== PROBLEM TO SOLVE ==
Would you return all of this data exactly, leaving nothing out?

== Entries from a point annotation set ==
== == ==

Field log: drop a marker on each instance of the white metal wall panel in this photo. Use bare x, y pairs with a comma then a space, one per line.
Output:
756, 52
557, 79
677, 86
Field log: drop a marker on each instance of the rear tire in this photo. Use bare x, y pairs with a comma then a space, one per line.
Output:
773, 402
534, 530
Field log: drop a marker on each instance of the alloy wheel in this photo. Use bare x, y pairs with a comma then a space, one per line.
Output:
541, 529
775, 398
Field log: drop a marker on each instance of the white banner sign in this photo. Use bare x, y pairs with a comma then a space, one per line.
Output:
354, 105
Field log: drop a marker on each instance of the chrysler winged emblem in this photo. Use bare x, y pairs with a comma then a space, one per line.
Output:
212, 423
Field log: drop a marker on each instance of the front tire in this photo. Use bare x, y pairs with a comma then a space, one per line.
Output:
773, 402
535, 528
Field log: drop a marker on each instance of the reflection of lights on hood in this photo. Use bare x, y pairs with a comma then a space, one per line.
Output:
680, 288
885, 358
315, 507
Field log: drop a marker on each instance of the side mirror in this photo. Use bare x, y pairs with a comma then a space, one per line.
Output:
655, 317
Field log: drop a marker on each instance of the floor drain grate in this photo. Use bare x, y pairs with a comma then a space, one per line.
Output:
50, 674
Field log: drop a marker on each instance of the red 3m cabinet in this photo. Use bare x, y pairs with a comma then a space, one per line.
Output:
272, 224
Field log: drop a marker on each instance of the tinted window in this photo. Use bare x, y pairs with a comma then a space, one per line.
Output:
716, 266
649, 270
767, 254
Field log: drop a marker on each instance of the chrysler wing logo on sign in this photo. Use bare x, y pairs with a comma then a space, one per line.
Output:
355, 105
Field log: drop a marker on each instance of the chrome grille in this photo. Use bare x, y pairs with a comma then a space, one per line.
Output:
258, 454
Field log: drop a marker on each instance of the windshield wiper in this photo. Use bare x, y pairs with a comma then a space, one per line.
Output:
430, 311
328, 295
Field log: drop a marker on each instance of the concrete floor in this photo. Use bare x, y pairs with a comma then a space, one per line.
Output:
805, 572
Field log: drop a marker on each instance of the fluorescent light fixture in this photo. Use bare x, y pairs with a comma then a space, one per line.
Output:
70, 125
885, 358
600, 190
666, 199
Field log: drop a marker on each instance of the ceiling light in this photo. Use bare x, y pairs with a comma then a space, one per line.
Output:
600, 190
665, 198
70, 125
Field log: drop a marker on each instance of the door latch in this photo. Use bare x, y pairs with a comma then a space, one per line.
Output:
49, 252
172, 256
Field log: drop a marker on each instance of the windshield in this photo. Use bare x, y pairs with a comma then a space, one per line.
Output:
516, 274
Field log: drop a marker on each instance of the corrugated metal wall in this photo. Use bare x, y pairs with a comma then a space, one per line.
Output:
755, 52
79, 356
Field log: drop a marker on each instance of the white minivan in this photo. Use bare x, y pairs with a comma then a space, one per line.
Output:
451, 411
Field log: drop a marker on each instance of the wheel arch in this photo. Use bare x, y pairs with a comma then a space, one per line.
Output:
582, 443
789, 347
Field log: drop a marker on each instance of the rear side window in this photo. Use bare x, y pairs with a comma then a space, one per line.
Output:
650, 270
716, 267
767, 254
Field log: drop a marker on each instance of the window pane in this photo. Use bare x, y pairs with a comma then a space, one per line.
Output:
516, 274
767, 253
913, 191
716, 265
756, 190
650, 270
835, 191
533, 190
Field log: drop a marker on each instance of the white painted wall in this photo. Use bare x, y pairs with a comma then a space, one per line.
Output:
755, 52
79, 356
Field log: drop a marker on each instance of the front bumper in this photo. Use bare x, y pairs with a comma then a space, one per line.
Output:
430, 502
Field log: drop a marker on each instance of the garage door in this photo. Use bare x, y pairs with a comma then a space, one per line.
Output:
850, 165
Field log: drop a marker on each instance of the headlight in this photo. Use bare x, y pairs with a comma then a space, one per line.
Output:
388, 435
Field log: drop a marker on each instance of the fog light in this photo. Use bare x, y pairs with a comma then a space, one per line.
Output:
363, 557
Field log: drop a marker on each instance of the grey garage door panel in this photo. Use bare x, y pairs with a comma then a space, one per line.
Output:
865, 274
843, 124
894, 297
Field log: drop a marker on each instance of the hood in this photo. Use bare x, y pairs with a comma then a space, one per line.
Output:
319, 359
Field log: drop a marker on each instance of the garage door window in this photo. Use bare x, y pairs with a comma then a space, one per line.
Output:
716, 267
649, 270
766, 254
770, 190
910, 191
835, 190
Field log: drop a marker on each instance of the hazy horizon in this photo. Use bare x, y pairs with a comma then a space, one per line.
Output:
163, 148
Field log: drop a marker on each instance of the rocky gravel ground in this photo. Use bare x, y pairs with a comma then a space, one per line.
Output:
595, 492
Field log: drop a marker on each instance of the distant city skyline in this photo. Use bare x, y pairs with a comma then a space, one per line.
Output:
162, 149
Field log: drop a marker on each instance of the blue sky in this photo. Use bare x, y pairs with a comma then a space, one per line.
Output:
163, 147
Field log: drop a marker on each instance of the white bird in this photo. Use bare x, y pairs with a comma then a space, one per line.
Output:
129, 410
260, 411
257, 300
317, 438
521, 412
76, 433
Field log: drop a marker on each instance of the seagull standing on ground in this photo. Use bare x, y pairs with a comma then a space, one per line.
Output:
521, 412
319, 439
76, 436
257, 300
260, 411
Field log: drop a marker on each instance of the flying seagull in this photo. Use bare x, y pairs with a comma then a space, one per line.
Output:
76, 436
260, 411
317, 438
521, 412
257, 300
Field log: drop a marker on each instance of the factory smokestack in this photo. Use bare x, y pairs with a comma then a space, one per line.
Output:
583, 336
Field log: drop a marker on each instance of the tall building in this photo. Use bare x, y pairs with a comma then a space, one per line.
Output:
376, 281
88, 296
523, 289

== == ==

== IN RESPONSE ==
Field log: drop a marker on each instance of the white metal wall panel in this photo. Use bare x, y pairs with a comma then a space, one per line.
Output:
756, 52
557, 79
677, 86
Field log: drop a marker on each instance of the rear tire in this photo. Use bare x, y pairs with a comma then a space, one per line.
Output:
773, 402
534, 530
Field log: drop a marker on each instance of the alloy wheel in this photo. Use bare x, y pairs with a comma then a space, one per line.
Output:
541, 529
775, 398
Field log: drop a marker on each instance of the white banner sign in this photo. Use bare x, y pairs with a comma then a space, one per line.
Output:
354, 105
Field log: drop a marker on each instance of the chrysler winged emblem in this photo. Use bare x, y pairs with a comma then a space, one per line.
Output:
212, 423
Field log: drop a marker on each instance of the front tire in this photo. Use bare x, y pairs with a comma then a space, one per line.
Output:
773, 402
535, 528
Field log: drop a marker on each instance of the reflection of lights on hood in this photo. Use bare x, y pairs with a comma then a space, one per line.
Output:
680, 288
885, 358
315, 507
Field log: drop a marker on each instance of the side mirror in this photo. Use bare x, y pairs with a comma then a space, one per line.
Output:
655, 317
Field log: drop a marker on each instance of the floor drain grate in this photo. Use bare x, y pairs with a comma then a space, one per line.
Output:
50, 674
Field log: drop a marker on each instance of the red 3m cabinet in this photo. Use bare x, y pairs with a comma then a space, one per line.
Output:
272, 224
Field log: drop a marker on each instance of the tinted window in this photo. Use bare x, y pairs with a comma then a space, one per line.
Output:
716, 266
649, 270
767, 254
Field log: drop a marker on each instance of the chrysler wing logo on sign in this photo. Use bare x, y pairs with a comma then a space, one per line.
Output:
355, 105
Field log: drop a marker on each instance of the chrome grille in this photo. Use bare x, y pairs with a comma then a space, one per line.
Output:
258, 454
Field log: drop a marker on each instance of the windshield wiper in this photo. Use bare x, y pairs with a comma then a space, one per line.
Output:
430, 311
328, 295
Field log: drop a marker on each instance of the concrete floor in this photo. Use bare x, y pairs with a comma then a space, one per line.
Output:
805, 572
Field log: drop a marker on each instance of the fluorescent light fixture in this photo. Use bare x, y pairs with a comma then a space, one per line.
Output:
70, 125
885, 358
600, 190
666, 199
Field log: drop a marker on each instance of the ceiling light in this photo. Use bare x, y pairs with a comma then a space, one per line.
Output:
600, 190
665, 198
70, 125
Field log: drop a marker on each instance of the door latch in this photo. Use bare x, y pairs with a comma then a space, one per line.
Output:
49, 252
172, 256
Field log: drop a marker on each instance of the windshield in this photo. Use bare x, y pairs with a comma then a space, one per line.
Output:
516, 274
Field log: drop a marker on each instance of the corrugated metal wall in this photo. Use bare x, y pairs with a comma then a space, one per line.
Output:
755, 52
79, 356
Field log: drop a marker on each instance of the white minivan in this photo. Use bare x, y pairs with a comma then a space, one per line.
Output:
451, 411
Field log: drop a marker on each instance of the wheel arch in this photo. Use bare x, y pairs with a comma then a space, one per line.
Output:
582, 443
789, 347
Field log: drop a marker on each instance of the rear side window in this photo. Use bare x, y pairs with a comma then a space, one per line.
Output:
650, 270
716, 267
767, 254
Field log: drop a marker on each instance of the window pane in this photo. Use bare x, y pairs with a comma then a space, one per line.
Output:
516, 274
767, 253
913, 191
716, 265
756, 190
650, 270
835, 191
533, 190
Field log: drop a marker on each instance of the white painted wall in this photo. Use bare x, y pairs with a comma then a space, one per line.
Output:
755, 52
79, 356
Field log: drop a marker on each instance of the front bumper in this photo. Use bare x, y pairs with a comma then a space, one per line.
Output:
430, 502
Field log: drop a marker on each instance of the garage door in this photo. Use bare x, y pairs with a comma then a space, one per line.
Output:
850, 165
Field log: drop a marker on each instance of the headlight in this photo. Use bare x, y pairs with a comma then a space, one per line.
Output:
388, 435
Field log: drop a marker on each instance of the fog light in this photo. Use bare x, y pairs with a comma then a space, one per line.
Output:
363, 557
Field log: drop a marker on each instance of the grey garage door panel in this photo. Use bare x, y pairs with a comma then a space, one per line.
Output:
865, 274
843, 124
894, 297
Field log: drop a marker on each instance of the hood in this photo. Use bare x, y pairs with a comma then a space, one per line.
Output:
319, 359
Field log: drop a marker on each instance of the garage door window in this photo. Use bare x, y pairs with a comma then a space, one per line.
Output:
716, 267
649, 270
766, 254
770, 190
910, 191
835, 190
Field log: drop a marker on each instance of the hazy horizon in this photo. Use bare x, y pairs with a comma then a space, one per line.
Output:
163, 148
Field log: drop a marker on each instance of the rocky gravel ground in this photo. Use bare x, y pairs with a comma then a space, one per line.
Output:
595, 492
Field log: drop a marker on each instance of the distant city skyline in this photo. Use bare x, y pairs with a comma then a space, one per line.
Output:
162, 149
Field log: drop a marker on each instance of the blue sky in this photo. Use bare x, y pairs with a comma then a space, one per line.
Output:
163, 147
Field log: drop a marker on each instance of the white bird in this photo. Use bare x, y pairs with a comma then a space, one per line.
Output:
129, 410
260, 411
257, 300
317, 438
521, 412
76, 433
Field log: drop a marker on each instance of the seagull standing on ground in this photo. Use bare x, y pairs with a comma then a space, one per line.
Output:
521, 412
319, 439
76, 436
257, 300
260, 411
Field log: drop a marker on each instance of the flying seagull in this photo. Use bare x, y pairs with a comma then a space, one per line.
Output:
76, 436
260, 411
317, 438
521, 412
257, 300
Field log: drop a marker on each instance of the factory smokestack in this photo. Use bare x, y pairs with a comma then a space, one per line.
Output:
583, 336
Field log: drop a marker on each instance of the tall building in this photo. Use bare x, y pairs with a comma then a space, one per line.
Output:
376, 281
88, 296
523, 289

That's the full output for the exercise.